■ Problem statement: Each line that follows is to be retyped exactly.

— start Dataset entries —

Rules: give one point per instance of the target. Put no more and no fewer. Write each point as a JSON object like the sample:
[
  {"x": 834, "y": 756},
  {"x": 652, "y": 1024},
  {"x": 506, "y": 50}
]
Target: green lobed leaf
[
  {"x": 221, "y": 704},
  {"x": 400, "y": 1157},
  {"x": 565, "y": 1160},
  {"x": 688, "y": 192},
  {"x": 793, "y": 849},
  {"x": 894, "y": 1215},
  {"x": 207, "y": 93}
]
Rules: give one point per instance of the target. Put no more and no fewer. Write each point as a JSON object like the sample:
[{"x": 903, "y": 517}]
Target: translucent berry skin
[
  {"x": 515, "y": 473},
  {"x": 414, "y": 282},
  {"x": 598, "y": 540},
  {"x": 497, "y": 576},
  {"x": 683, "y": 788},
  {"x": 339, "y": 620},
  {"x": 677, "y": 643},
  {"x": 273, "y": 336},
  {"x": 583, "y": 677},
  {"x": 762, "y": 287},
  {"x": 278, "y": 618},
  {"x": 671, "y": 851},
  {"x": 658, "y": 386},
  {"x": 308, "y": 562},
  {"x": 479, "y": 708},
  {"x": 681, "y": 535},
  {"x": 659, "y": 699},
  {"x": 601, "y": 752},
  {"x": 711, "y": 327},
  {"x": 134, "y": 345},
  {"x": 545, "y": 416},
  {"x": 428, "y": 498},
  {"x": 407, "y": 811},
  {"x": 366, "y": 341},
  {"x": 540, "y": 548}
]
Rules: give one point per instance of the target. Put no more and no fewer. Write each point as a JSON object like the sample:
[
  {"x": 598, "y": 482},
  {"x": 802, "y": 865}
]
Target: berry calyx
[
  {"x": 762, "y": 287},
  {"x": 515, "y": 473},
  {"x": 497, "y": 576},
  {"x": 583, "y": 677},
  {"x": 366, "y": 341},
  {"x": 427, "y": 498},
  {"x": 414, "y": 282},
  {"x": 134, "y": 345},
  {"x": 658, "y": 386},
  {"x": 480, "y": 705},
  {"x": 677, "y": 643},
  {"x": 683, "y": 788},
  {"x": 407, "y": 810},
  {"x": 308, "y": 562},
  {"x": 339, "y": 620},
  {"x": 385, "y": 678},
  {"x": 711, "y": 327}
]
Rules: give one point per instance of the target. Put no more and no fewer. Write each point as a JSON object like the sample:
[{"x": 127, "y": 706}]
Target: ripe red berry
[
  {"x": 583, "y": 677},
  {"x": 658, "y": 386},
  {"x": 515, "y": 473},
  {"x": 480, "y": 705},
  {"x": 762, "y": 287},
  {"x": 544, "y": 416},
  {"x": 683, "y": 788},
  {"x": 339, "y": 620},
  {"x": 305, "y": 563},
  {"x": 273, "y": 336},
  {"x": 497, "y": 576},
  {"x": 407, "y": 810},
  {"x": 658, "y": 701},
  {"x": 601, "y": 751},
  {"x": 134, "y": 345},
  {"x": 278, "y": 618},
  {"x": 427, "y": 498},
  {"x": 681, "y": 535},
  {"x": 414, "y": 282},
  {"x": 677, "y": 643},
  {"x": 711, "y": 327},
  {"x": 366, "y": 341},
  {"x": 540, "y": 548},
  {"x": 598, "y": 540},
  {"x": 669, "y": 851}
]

— end Dataset entries —

■ Final result:
Rules: give one point per instance of the target. Put no more and no fewer. Write each point as a JSON object like the sample:
[
  {"x": 834, "y": 756},
  {"x": 652, "y": 1024},
  {"x": 506, "y": 50}
]
Target: green lobed leaf
[
  {"x": 221, "y": 704},
  {"x": 400, "y": 1157},
  {"x": 565, "y": 1160},
  {"x": 688, "y": 192},
  {"x": 793, "y": 849},
  {"x": 894, "y": 1215},
  {"x": 207, "y": 93}
]
Rules: give one point per instance of the target. Put no more and no fewer. Write each point as a JSON object like the sample:
[{"x": 903, "y": 517}]
Target: translucent berry skin
[
  {"x": 515, "y": 473},
  {"x": 414, "y": 282},
  {"x": 598, "y": 540},
  {"x": 497, "y": 576},
  {"x": 683, "y": 788},
  {"x": 339, "y": 620},
  {"x": 677, "y": 643},
  {"x": 273, "y": 336},
  {"x": 583, "y": 677},
  {"x": 762, "y": 287},
  {"x": 278, "y": 618},
  {"x": 671, "y": 851},
  {"x": 658, "y": 386},
  {"x": 308, "y": 562},
  {"x": 479, "y": 708},
  {"x": 681, "y": 535},
  {"x": 659, "y": 699},
  {"x": 601, "y": 752},
  {"x": 711, "y": 327},
  {"x": 134, "y": 345},
  {"x": 545, "y": 416},
  {"x": 428, "y": 498},
  {"x": 407, "y": 811},
  {"x": 366, "y": 341},
  {"x": 540, "y": 548}
]
Rules: give one point per instance of the target. Put no more and no fewer. Write each point as a JSON object like the sample:
[
  {"x": 598, "y": 482},
  {"x": 802, "y": 865}
]
Target: berry calyx
[
  {"x": 762, "y": 287},
  {"x": 515, "y": 473},
  {"x": 497, "y": 576},
  {"x": 583, "y": 677},
  {"x": 366, "y": 341},
  {"x": 427, "y": 498},
  {"x": 414, "y": 282},
  {"x": 134, "y": 345},
  {"x": 658, "y": 386},
  {"x": 480, "y": 705},
  {"x": 677, "y": 643},
  {"x": 683, "y": 788},
  {"x": 407, "y": 810},
  {"x": 308, "y": 562},
  {"x": 339, "y": 620},
  {"x": 385, "y": 678},
  {"x": 711, "y": 327}
]
Rules: give one point per instance of the target. Put no more and no fewer. Write each point as a JSON object like the sample:
[{"x": 127, "y": 706}]
Target: ripe red berry
[
  {"x": 583, "y": 677},
  {"x": 658, "y": 386},
  {"x": 515, "y": 473},
  {"x": 480, "y": 705},
  {"x": 762, "y": 287},
  {"x": 544, "y": 416},
  {"x": 683, "y": 788},
  {"x": 339, "y": 620},
  {"x": 305, "y": 563},
  {"x": 273, "y": 336},
  {"x": 497, "y": 576},
  {"x": 407, "y": 810},
  {"x": 658, "y": 701},
  {"x": 601, "y": 751},
  {"x": 134, "y": 345},
  {"x": 278, "y": 618},
  {"x": 427, "y": 498},
  {"x": 681, "y": 535},
  {"x": 414, "y": 282},
  {"x": 677, "y": 643},
  {"x": 711, "y": 327},
  {"x": 366, "y": 341},
  {"x": 540, "y": 548},
  {"x": 598, "y": 540},
  {"x": 669, "y": 851}
]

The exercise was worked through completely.